ВАШЕ ЗАДАНИЕ:
Представьте весь листинг ниже в виде таблицы Markdown со столбцами «Номер» и «Строка», где каждой строке листинга соответствует своя строка таблицы с порядковым номером. Пустые строки в таблицу не включайте.

[Записи из набора для разметки точек]
....

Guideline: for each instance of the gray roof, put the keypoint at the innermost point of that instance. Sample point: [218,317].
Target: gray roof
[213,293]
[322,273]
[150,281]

....

РЕЗУЛЬТАТ ЗАДАНИЯ:
| Номер | Строка |
|---|---|
| 1 | Guideline: for each instance of the gray roof, put the keypoint at the innermost point of that instance. Sample point: [218,317]. |
| 2 | Target: gray roof |
| 3 | [213,293] |
| 4 | [322,273] |
| 5 | [150,281] |